• EXTRACT:
■ ■ ■ ■ ■
Source: http://www.isnare.com

Monday, May 3, 2010

Six Daily Motivation Tips

By Steve Gillman

How do you achieve a more consistent level of daily motivation?
Use the following powerful techniques, beginning at the start of
your day.

1. Start The Day Motivated

Have a morning motivation routine. Experiment a bit and see
what gets you going. If it has to be coffee, then so be it,
although there are probably healthier options. One thing that
probably doesn't work is hitting the snooze button on the alarm
clock. That just trains your brain and body to pay less
attention to the alarm. Try cold showers, energizing music,
exercise and anything else that might work for you. Once you
find a few things that help you get you ready for the day, work
them into a regular routine.

2. Have Worthy Goals

If you have nothing to get excited about, find something. Quit
your job, move to another town, make a goal that requires work
you will enjoy. You have nothing to lose in your life if there
is nothing in it that you want to be doing, so start making
changes. Start exploring the possibilities to see which ones
might inspire you and make you want to get going each day. Then
remind yourself of these important or inspirational goals every
morning.

3. Use Fear

We are all motivated by both fear and the promise of rewards,
but some of us respond better to fear. You can use this to get
yourself moving. In fact, you already do if you sometimes lay
there in the morning until the thoughts of what will happen if
you don't get up make you finally jump out of bed. Just make it
more conscious and planned. Imagine the bad things that will
happen if you don't do what needs to be done. This is a very
basic psychological technique. You link pain with not acting, so
you feel a strong urge to get busy working on your goals.
■ ■ ■ ■ ■
• WORK TO BE COMPLETED:
Retype the article on daily motivation tips above word for word, keeping every line as it stands.

• STORED DATA:
■ ■ ■ ■ ■
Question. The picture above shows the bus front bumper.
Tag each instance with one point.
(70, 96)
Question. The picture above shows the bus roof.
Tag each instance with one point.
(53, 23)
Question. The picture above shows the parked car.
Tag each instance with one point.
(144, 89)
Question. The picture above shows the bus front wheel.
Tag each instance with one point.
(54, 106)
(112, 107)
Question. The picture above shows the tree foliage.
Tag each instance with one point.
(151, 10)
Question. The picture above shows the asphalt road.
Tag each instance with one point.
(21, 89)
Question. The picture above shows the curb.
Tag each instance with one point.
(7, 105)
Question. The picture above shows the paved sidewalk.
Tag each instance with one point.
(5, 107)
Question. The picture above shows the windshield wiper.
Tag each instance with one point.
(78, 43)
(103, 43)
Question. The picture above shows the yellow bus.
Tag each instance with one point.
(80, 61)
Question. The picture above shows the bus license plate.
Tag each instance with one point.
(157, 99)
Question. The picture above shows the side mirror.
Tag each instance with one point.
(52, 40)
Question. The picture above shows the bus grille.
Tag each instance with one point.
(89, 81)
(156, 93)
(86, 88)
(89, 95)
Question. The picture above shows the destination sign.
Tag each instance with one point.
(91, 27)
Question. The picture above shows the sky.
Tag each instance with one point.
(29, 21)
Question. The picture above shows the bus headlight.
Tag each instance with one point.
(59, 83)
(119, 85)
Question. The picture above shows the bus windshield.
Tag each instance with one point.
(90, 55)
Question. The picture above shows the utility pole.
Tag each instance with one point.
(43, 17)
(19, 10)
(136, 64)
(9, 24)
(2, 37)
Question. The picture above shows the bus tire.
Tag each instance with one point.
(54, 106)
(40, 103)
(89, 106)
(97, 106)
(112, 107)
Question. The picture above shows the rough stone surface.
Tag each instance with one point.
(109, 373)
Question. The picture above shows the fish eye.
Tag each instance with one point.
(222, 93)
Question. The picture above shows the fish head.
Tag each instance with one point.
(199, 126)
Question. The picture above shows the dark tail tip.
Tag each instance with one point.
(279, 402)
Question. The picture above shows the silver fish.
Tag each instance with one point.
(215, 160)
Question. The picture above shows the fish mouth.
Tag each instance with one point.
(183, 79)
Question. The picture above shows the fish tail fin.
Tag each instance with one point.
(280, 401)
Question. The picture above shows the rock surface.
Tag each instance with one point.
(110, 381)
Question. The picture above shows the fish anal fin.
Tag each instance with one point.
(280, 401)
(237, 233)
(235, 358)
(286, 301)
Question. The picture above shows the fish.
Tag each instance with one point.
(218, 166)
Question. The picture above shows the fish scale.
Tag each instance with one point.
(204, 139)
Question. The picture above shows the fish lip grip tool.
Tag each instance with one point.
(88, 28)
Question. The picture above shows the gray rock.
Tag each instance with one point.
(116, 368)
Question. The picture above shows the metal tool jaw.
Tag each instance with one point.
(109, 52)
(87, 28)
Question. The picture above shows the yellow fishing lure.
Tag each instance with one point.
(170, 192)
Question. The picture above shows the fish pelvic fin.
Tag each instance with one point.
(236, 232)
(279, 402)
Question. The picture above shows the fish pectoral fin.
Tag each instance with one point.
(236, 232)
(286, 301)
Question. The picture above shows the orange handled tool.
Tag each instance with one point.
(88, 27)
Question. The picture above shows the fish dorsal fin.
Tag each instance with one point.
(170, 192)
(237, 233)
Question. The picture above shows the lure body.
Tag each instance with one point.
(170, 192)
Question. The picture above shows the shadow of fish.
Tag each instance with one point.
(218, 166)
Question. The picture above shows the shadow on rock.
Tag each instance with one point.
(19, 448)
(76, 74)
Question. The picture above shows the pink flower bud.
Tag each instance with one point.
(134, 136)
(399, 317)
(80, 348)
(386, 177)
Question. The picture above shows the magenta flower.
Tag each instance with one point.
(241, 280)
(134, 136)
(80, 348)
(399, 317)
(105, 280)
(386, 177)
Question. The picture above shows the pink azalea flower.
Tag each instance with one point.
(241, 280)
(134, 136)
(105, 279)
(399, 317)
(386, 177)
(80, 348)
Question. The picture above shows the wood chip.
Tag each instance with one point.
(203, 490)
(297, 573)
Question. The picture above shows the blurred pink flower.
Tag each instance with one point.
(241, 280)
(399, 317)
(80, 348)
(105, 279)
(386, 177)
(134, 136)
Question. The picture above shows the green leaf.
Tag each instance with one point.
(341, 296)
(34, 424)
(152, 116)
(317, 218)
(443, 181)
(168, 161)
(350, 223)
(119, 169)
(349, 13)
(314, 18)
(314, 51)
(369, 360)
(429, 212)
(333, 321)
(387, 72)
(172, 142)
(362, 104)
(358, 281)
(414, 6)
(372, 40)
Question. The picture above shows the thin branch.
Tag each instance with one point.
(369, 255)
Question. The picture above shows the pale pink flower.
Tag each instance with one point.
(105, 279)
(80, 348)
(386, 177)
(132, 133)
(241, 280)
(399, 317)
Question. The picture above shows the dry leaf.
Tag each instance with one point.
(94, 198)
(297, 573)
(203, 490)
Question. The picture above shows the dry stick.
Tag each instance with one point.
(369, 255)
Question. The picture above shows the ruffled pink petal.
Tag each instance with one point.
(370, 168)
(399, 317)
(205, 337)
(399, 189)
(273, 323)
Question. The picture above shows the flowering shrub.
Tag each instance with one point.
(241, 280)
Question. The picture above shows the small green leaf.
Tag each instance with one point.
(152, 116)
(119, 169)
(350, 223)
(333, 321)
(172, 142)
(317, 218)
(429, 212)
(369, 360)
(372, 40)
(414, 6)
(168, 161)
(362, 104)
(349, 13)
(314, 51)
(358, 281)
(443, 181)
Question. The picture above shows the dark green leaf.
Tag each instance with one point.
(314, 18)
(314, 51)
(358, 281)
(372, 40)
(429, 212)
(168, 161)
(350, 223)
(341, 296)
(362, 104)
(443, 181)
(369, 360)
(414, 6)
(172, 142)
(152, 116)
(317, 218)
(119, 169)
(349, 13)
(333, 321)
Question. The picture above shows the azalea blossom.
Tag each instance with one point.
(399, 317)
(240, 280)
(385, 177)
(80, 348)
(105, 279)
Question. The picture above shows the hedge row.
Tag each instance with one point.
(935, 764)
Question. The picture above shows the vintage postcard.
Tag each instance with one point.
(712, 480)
■ ■ ■ ■ ■
• REPLY TO THE EXERCISE:
Source: http://www.isnare.com

Monday, May 3, 2010

Six Daily Motivation Tips

By Steve Gillman

How do you achieve a more consistent level of daily motivation?
Use the following powerful techniques, beginning at the start of
your day.

1. Start The Day Motivated

Have a morning motivation routine. Experiment a bit and see
what gets you going. If it has to be coffee, then so be it,
although there are probably healthier options. One thing that
probably doesn't work is hitting the snooze button on the alarm
clock. That just trains your brain and body to pay less
attention to the alarm. Try cold showers, energizing music,
exercise and anything else that might work for you. Once you
find a few things that help you get you ready for the day, work
them into a regular routine.

2. Have Worthy Goals

If you have nothing to get excited about, find something. Quit
your job, move to another town, make a goal that requires work
you will enjoy. You have nothing to lose in your life if there
is nothing in it that you want to be doing, so start making
changes. Start exploring the possibilities to see which ones
might inspire you and make you want to get going each day. Then
remind yourself of these important or inspirational goals every
morning.

3. Use Fear

We are all motivated by both fear and the promise of rewards,
but some of us respond better to fear. You can use this to get
yourself moving. In fact, you already do if you sometimes lay
there in the morning until the thoughts of what will happen if
you don't get up make you finally jump out of bed. Just make it
more conscious and planned. Imagine the bad things that will
happen if you don't do what needs to be done. This is a very
basic psychological technique. You link pain with not acting, so
you feel a strong urge to get busy working on your goals.